READING TEXT:
Update on Detroit Child-Snatcher Case

by William Grigg, LRC Blog
Apr. 15, 2011

“Authorities have determined there is no emergency need for [13-year-old Ariana Godboldo] … to be on medication, after the girl’s mother was accused of medically neglecting her by not giving her a psychotropic drug,” reports the Detroit Free Press. “Though officials said Wednesday that there was no immediate need to give the girl medication, Michigan Assistant Attorney General David Law said he may reintroduce the issue later if the need arises.”

Assistant Commissar for Official Persecution Law is not referring to any “need” on the part of Ariana, but rather the needs of the criminals who abducted her and assaulted her mother: The “facts” can always be altered in the service of their interests.

This official determination has validated Maryanne’s refusal to poison her daughter with Risperdal — but that doesn’t matter, either: She is scheduled to go on trial June 8 for the supposed offense of refusing to permit her daughter to be seized at gunpoint and forcibly injected with a drug the state now admits did her no good.

The CPS gave itself permission to kidnap Ariana because of “medical neglect” — yet during the time the physically handicapped girl has been imprisoned at a CPS-run facility, she has not been “medicated,” and shows no ill effects as a result of that supposed “neglect.”

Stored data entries
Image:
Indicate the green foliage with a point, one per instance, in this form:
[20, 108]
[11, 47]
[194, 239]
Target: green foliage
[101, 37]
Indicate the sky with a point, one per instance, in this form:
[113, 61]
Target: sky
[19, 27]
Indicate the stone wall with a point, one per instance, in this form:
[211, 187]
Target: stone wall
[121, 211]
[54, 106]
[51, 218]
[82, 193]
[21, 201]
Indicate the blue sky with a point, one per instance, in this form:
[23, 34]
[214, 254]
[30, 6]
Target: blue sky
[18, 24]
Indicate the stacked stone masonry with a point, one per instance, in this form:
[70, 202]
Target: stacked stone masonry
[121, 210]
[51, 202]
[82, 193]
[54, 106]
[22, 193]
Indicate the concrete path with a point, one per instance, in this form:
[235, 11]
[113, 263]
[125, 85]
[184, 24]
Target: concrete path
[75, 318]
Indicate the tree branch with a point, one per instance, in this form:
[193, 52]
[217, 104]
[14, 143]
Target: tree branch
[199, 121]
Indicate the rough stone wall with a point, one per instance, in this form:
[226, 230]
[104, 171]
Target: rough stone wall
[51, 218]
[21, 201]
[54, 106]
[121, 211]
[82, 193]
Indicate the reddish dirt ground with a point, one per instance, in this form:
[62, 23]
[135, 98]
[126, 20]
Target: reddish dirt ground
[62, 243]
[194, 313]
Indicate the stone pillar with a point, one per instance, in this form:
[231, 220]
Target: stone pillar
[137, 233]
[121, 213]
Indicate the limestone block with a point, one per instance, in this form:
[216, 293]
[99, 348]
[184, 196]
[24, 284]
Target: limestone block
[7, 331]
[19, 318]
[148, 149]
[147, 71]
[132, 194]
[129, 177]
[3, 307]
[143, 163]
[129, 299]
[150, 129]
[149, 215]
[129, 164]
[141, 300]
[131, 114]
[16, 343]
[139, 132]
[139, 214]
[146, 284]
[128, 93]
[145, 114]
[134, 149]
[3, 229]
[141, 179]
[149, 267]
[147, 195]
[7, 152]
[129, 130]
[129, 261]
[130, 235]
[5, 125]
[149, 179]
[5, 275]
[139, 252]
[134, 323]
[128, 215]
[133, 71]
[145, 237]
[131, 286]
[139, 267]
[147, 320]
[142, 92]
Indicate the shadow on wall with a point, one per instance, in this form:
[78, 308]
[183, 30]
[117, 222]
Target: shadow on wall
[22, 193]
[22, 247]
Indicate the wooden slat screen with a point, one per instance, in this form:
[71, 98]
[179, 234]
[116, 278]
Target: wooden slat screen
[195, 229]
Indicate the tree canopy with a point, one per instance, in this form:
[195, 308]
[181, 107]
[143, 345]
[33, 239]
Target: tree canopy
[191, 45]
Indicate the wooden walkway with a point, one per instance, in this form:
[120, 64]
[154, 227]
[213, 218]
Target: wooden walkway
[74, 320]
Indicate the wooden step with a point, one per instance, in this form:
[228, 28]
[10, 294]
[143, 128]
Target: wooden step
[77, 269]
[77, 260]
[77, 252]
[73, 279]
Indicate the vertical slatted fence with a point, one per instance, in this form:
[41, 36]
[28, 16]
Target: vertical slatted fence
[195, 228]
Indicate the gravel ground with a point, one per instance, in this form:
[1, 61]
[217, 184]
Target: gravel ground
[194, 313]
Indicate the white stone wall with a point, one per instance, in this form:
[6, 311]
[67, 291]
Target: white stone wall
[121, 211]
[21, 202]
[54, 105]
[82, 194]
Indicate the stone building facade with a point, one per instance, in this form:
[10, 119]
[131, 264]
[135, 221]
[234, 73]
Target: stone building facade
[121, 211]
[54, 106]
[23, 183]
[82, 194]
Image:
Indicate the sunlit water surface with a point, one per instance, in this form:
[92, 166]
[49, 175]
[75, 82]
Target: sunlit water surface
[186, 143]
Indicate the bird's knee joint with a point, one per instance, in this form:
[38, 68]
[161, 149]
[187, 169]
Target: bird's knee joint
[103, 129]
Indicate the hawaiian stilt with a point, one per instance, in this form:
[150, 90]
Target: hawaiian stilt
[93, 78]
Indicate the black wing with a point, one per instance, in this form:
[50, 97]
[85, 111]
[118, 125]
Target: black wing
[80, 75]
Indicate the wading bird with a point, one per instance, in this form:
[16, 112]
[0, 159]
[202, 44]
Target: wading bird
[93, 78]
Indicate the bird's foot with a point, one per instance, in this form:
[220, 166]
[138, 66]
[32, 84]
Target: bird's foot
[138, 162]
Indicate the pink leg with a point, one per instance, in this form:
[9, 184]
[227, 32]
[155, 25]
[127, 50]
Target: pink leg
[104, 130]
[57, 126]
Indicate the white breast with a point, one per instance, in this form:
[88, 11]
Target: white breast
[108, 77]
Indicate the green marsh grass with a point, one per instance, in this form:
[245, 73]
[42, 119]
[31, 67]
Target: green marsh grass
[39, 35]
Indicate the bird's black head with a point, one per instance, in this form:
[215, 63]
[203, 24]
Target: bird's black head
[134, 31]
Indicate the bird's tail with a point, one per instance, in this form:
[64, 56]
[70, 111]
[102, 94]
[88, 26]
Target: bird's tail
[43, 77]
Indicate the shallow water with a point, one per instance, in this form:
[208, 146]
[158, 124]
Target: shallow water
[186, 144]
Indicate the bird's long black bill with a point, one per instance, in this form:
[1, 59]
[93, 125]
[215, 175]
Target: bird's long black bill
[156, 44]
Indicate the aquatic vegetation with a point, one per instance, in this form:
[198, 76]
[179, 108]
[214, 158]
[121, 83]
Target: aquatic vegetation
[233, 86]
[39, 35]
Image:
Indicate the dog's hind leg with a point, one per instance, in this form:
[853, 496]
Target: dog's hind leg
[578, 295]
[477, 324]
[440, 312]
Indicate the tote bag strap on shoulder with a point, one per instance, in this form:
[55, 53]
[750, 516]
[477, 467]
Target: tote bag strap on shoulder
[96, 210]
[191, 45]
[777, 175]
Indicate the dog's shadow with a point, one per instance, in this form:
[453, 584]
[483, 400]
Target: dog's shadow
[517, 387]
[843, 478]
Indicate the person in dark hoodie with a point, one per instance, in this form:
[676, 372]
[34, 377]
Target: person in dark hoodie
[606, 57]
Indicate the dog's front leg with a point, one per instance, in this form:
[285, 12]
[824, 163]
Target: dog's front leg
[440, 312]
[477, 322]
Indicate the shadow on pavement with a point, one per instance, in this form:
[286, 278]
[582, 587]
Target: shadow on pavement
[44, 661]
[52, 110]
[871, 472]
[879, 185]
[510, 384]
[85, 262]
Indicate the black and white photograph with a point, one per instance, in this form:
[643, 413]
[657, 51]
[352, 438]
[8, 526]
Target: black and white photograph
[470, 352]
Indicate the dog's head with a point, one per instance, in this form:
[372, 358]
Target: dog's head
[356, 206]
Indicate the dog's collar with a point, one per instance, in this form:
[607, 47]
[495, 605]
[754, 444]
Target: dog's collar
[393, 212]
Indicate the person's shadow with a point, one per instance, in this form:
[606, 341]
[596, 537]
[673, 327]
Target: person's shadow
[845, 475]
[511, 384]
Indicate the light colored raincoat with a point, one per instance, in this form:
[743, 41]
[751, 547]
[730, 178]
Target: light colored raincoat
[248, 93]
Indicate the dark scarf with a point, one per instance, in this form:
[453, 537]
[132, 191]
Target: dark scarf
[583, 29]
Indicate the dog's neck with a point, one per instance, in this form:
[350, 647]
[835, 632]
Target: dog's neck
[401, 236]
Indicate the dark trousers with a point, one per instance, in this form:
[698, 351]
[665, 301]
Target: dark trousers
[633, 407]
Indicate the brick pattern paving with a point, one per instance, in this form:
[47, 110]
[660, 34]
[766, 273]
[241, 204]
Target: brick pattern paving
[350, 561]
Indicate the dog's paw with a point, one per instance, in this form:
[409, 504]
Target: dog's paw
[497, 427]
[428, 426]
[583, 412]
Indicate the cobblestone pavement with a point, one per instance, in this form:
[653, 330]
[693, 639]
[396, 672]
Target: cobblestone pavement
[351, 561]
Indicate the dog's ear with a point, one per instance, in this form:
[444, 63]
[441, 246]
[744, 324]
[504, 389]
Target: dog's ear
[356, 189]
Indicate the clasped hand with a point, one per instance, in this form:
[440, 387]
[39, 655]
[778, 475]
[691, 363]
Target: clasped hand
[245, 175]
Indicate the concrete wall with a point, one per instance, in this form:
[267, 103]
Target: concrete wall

WORK TO COMPLETE:
Extend the blog post on the Ariana Godboldo case, picking up immediately after its final sentence.

SOLVED PROBLEM:
Just how long “should it take to release a child to the custody of relatives?” asks Michigan Live columnist Darrell Dawsey. “From all appearances, she probably should’ve never been taken away from her family in the first place, as there were relatives willing to take her in even as the standoff was unfolding. The mother has been released from police custody. Relatives are begging for the court to let this child come live with them. And even through all this drama, and without CPS’s vaunted drug treatment plan, the child is doing OK. Unless I’m missing something, the call to free this little girl should have been answered a while ago.”

What Mr. Dawsey is missing is the fact that this has never had anything to do with the best interests of Ariana or her family: It was an exercise in vindicating the State’s supposed ownership of every child, as well as its purported authority to seize them at will and, if necessary, to kill any parent who resists.